▶ _WHAT YOU HAVE TO DO_: Beginning with the line containing "Return a point for each instance of the cockpit" and ending with the last line, repeat the records exactly.

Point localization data

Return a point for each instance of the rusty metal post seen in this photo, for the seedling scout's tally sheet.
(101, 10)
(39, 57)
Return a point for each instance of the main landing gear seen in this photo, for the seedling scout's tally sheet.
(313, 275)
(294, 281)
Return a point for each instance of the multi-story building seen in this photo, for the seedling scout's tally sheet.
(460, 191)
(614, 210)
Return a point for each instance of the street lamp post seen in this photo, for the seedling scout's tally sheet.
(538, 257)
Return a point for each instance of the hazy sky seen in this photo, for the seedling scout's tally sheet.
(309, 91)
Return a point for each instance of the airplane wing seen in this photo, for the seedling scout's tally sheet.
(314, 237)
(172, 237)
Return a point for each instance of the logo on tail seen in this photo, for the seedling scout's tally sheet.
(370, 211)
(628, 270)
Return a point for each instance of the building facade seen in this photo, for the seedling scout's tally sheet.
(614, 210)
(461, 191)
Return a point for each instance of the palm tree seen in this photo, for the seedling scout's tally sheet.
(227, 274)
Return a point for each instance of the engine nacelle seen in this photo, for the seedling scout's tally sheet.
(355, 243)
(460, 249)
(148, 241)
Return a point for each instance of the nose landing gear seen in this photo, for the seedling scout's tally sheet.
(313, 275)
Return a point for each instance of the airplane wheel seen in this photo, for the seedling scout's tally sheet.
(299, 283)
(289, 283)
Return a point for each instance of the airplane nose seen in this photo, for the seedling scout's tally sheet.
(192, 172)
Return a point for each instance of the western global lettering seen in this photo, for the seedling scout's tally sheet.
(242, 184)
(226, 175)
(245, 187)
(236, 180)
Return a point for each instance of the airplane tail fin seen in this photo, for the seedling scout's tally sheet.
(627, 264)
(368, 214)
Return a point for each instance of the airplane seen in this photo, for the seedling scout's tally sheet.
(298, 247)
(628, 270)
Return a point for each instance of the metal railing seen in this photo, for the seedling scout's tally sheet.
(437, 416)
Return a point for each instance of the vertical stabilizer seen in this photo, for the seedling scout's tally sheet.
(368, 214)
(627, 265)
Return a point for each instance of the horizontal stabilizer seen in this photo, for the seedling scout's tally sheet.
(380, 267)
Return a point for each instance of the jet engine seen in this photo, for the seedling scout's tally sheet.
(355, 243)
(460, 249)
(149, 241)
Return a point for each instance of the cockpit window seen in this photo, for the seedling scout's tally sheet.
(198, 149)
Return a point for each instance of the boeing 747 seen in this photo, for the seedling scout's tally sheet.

▶ _OUTPUT FOR THIS EXERCISE_:
Return a point for each instance of the cockpit window seen in this photo, for the seedling scout's tally sheet.
(198, 149)
Return a point for each instance of the boeing 747 seen in this photo, for the seedling scout's tally sheet.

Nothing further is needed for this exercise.